» SHORT EXERCISE
Rewrite everything from the line containing "Exercise. Mark the white" down to the end of the material, requests included, multiplying each coordinate in the answers by 2.35 and rounding it to a whole number, with halves rounded up. Leave the numbers in the requests and their sample forms unchanged.

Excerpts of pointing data

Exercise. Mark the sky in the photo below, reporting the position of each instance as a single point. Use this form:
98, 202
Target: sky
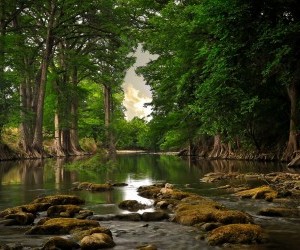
137, 93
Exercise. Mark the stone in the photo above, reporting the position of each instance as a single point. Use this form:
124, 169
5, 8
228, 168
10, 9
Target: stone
262, 192
94, 186
81, 234
236, 234
280, 212
60, 243
207, 211
149, 191
83, 214
154, 216
129, 217
20, 218
59, 226
66, 211
131, 205
97, 241
147, 247
210, 226
60, 200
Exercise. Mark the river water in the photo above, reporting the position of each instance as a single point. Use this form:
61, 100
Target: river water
23, 181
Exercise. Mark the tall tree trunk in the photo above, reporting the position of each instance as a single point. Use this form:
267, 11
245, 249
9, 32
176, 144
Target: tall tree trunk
26, 129
58, 149
74, 138
108, 114
37, 145
219, 149
292, 145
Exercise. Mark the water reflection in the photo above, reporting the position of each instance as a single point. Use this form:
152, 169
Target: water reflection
25, 180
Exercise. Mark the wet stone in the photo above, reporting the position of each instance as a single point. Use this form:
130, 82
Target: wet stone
60, 243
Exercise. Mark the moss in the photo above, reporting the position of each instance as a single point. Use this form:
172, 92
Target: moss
208, 211
21, 218
29, 208
174, 194
149, 191
60, 243
12, 210
81, 234
262, 192
131, 205
280, 212
94, 187
236, 234
97, 241
60, 200
58, 226
63, 210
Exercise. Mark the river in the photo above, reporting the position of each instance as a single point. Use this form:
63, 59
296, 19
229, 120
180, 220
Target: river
23, 181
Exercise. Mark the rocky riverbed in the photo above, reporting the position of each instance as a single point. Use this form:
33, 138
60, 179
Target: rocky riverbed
180, 220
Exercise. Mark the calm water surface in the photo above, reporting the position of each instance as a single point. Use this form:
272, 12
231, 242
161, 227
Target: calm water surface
21, 182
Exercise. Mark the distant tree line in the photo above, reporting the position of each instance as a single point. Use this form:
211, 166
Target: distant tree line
225, 80
227, 76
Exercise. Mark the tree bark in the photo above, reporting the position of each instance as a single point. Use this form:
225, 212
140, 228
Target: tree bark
74, 138
219, 150
292, 145
110, 141
37, 145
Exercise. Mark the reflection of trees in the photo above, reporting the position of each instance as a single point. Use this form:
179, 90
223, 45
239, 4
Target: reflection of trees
5, 167
240, 166
32, 172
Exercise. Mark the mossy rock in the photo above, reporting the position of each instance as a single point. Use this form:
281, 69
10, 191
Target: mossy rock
82, 214
63, 211
236, 234
131, 205
97, 241
81, 234
262, 192
20, 218
59, 226
28, 208
60, 200
60, 243
155, 216
280, 212
174, 194
94, 187
208, 211
129, 217
147, 247
149, 191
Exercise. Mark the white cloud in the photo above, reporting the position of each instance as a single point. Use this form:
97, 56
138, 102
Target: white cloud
134, 102
137, 93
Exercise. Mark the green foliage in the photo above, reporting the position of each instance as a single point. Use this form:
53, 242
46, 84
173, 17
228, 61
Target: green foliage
223, 65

» RESPONSE BELOW
Exercise. Mark the white cloud in the photo above, reporting the position of each instance as a single point. Use this form:
97, 56
138, 102
Target: white cloud
315, 240
322, 219
Exercise. Mark the green foliage in the photo above, reporting the position of each instance as a single point. Use this form:
53, 242
46, 84
173, 17
228, 61
Target: green foliage
524, 153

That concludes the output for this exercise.